## begin Material for this task

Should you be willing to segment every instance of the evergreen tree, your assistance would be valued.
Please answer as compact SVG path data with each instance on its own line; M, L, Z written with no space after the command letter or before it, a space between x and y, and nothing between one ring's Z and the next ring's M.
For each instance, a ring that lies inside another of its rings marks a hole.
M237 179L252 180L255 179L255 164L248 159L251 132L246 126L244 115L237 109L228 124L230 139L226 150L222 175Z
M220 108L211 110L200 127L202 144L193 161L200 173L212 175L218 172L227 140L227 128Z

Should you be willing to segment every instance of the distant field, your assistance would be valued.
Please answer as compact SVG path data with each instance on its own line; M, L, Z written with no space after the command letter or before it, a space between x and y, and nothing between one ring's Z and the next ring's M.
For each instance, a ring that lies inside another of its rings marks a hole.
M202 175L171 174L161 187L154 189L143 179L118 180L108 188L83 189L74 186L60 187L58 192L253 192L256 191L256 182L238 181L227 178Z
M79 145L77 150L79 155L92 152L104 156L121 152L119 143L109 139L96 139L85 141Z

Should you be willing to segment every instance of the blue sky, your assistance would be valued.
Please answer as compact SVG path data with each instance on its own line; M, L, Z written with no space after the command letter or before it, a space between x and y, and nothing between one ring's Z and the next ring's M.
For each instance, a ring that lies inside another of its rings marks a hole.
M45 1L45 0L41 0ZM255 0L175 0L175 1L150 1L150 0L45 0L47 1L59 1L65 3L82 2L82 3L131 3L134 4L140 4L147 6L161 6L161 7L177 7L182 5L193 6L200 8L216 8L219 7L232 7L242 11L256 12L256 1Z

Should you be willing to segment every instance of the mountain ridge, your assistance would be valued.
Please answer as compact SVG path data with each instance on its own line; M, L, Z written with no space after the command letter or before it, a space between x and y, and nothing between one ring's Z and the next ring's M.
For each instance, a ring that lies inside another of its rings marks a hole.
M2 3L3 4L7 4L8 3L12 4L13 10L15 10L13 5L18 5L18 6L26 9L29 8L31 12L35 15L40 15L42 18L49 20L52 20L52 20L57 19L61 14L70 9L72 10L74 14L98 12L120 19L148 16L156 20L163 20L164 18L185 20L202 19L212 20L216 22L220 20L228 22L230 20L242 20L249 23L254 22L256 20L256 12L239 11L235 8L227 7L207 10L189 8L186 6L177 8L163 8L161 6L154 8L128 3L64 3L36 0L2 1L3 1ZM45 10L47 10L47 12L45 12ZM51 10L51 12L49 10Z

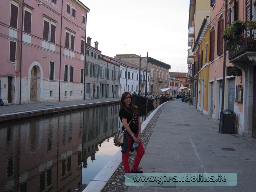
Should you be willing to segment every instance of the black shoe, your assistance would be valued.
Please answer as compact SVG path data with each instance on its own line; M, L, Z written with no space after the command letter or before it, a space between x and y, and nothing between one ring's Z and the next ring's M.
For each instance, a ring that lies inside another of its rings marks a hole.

## end Material for this task

■ Task ■
Copy out the material word for word, from its very first line through the line with "M237 179L252 180L255", including both of those lines.

■ Output for this task ■
Should you be willing to segment every instance of the evergreen tree, your assistance would be valued.
Please answer as compact SVG path data with each instance on its own line; M, L, Z written with no space after the command letter or before it, a space between x and y, and nothing between one ring's Z and the next ring's M.
For each instance, a ring that lies inside another of its rings marks a hole.
M237 179L252 180L255 179L255 164L248 159L251 132L246 126L244 115L237 109L228 124L230 139L226 150L222 175Z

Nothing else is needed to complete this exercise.